Alıntılanan metin:

▼▼▼

4857 SAYILI İŞ KANUNU KAPSAMINDA FAZLA ÇALIŞMA TELAFİ ÇALIŞMASI VE DENKLEŞTİRME

 

1.Fazla Çalışma

Fazla çalışma; 4857 sayılı İş Kanunu’nda (“Kanun”) yazılı koşullar çerçevesinde haftalık kırk beş saati aşan çalışmalardır. Fazla sürelerle çalışma ise haftalık çalışma süresinin kırk beş saatin altında belirlendiği durumlarda, ortalama haftalık çalışma süresini aşan ve kırk beş saate kadar yapılan çalışmaları ifade etmektedir.

Kanun tanımından da açıkça görüleceği üzere fazla çalışma haftalık kırk beş saati aşan çalışmaları ifade ettiği için fazla çalışma hesabı aylık fazla çalışma süresi üzerinden yapılamayacaktır. Fazla çalışma hesabı yapılırken haftalık çalışma sürelerinin dikkate alınması gerekmektedir. Fazla çalışmayı gerektiren yasal nedenlere göre fazla çalışmalar üçe ayrılmaktadır:

  • Fazla Çalışma

Tanım: Fazla çalışma, ülkenin genel yararları yahut işin niteliği veya üretimin artırılması gibi nedenlerle yapılan çalışmalardır.

Koşulları:

  • Haftalık yasal çalışma süresinin istisnalar hariç olmak üzere haftalık kırk beş saat veya günlük on bir saati; gece vakti ise yedi buçuk saati aşmış olması
  • Normal fazla çalışma yaptırılabilmesi için çalışanın onayı mutlaka alınmalıdır. İş Kanunu’na İlişkin Fazla Çalışma ve Fazla Sürelerle Çalışma Yönetmeliği (“Yönetmelik”) kapsamında İş sözleşmesine konulan bir hükümle veya sonradan bu onay alınabilecektir. Alınan bu onay özlük dosyasında saklanmalıdır. Otuz gün önceden haber verilmesi kaydıyla çalışan bu onayı geri alabilmektedir. Çalışan bu onayı geri alırken herhangi bir sebep sunmak zorunda değildir. Çalışan tarafından otuz günlük süreye uymadan bu onayın geri alınması halinde; bildirimden itibaren otuz günlük süre içinde işverenin fazla çalışma taleplerine uymadığı haller haklı bir sebebe dayanmadığı sürece görevini yapmadığı anlamına gelecektir. Nitekim Yargıtay 9. Hukuk Dairesi bir kararında, iş sözleşmesinde fazla çalışma ile bayram ve genel tatillerde çalışma yapacağına ilişkin onayı bulunan çalışanın işyerinde Kurban Bayramı’nda çalışılacağına ilişkin duyurunun yapılmasına rağmen işe gelmemesini haklı fesih sebebi saymıştır. Bu noktada fazla çalışma yükümlülüğünün çalışanın onayından itibaren doğduğu hususu unutulmamalıdır. Bu nedenle söz konusu durum araştırılmadan işverenin iş sözleşmesini fazla çalışmaya katılmama nedeniyle feshetmesini haklı görmek ve çalışanın tazminat istediğini reddetmek isabetli olmayacaktır. Ancak yasal onayın varlığı, haklı bir sebep olmaksızın çalışanın işi yapmaktan kaçındığı ve çalışana fazla çalışma yapması gerektiği hatırlatıldığı/uyarıldığı hallerde sözleşmede aksine hüküm yoksa çalışanın iş sözleşmesi haklı nedenle

Azami Süresi: Fazla çalışma süresinin toplamı bir yılda iki yüz yetmiş saatten fazla olamaz.

▲▲▲

Kaynak materyal:

▼▼▼

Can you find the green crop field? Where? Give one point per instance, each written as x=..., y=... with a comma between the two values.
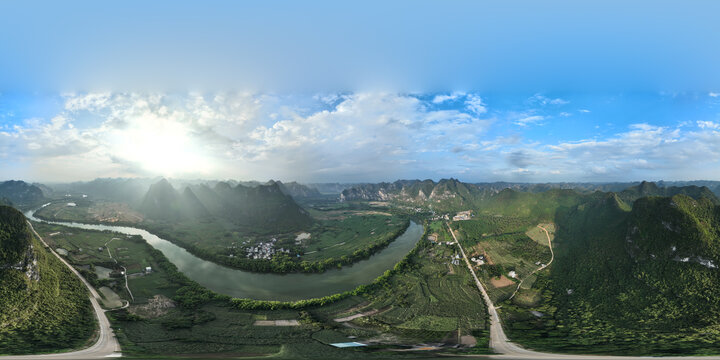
x=427, y=301
x=337, y=238
x=131, y=252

▲▲▲

Yapılacak işler:
1. Fazla çalışma metnine göre fazla çalışma süresinin toplamı bir yılda en çok kaç saat olabilir?
2. Lütfen fazla çalışma metnini kaldığı yerden sürdürün.

Görev sonuçları:
1. İki yüz yetmiş saat.

2.
  • Zorunlu Fazla Çalışma

Tanım: Bir arıza sırasında veya bir arızanın mümkün görülmesi halinde veya makinalar veya araç ve gereç için hemen yapılması gerekli acele işlerde yahut zorlayıcı nedenlerin ortaya çıkmasında yapılan fazla çalışmalardır.

Koşulları: Zorunlu nedenlerin ortaya çıkmasında; işyerinin normal çalışmasını sağlayacak dereceyi aşmamak koşulu ile çalışanların hepsine veya bir kısmına fazla çalışma yaptırılabilir. Bu durumda çalışanlara uygun bir dinlenme süresi verilmelidir. Bu tür fazla çalışmalarda çalışanın onayı alınmaz.

Azami süresi: Bu hallerde Kanun tarafından fazla çalışma süresi belirli bir saatle sınırlandırılmamış, ancak bunun işyerinin normal çalışmasını sağlayacak dereceyi aşamayacağı ifade edilmiştir.

  • Olağanüstü Fazla Çalışma

Tanım: Seferberlik sırasında yurt savunmasının gereklerini karşılayan işyerlerinde yapılan ve lüzum görülürse Cumhurbaşkanı tarafından günlük çalışma süresinin çalışanın en çok çalışma gücüne çıkarılabileceği fazla çalışmalardır.

Koşulları: Bu tür fazla çalışmada çalışanın onayı aranmamaktadır.

Azami süresi: Seferberlik sırasında, bu süreyi aşmamak şartıyla, işlerin çeşidine ve ihtiyacın derecesine göre günlük çalışma süresini Cumhurbaşkanı “çalışanın en çok çalışma gücüne” çıkarabilmektedir.

  • Fazla Çalışma Karşılığı

  • Zamlı Ücret Ödenmesi

Kanun’a göre fazla çalışma kapsamında her bir saat çalışma için verilecek ücret çalışma ücretinin saat başına düşen miktarının yüzde elli, fazla süreli çalışmalarda ise her bir saat çalışma için verilecek ücret çalışma ücretinin saat başına düşen miktarının yüzde yirmi beş yükseltilmesiyle ödenmektedir. Bu oranlar asgari oranlar olmakla beraber çalışan ve işveren anlaşarak daha yüksek bir oran belirleyebileceklerdir. Saat ücreti dışındaki gündelik, haftalık, aylık olarak zamana göre belirlenen öteki ücret şekillerinde saat ücreti hesaplandıktan sonra bulunacak miktar bu yüzdelere göre artırılacaktır.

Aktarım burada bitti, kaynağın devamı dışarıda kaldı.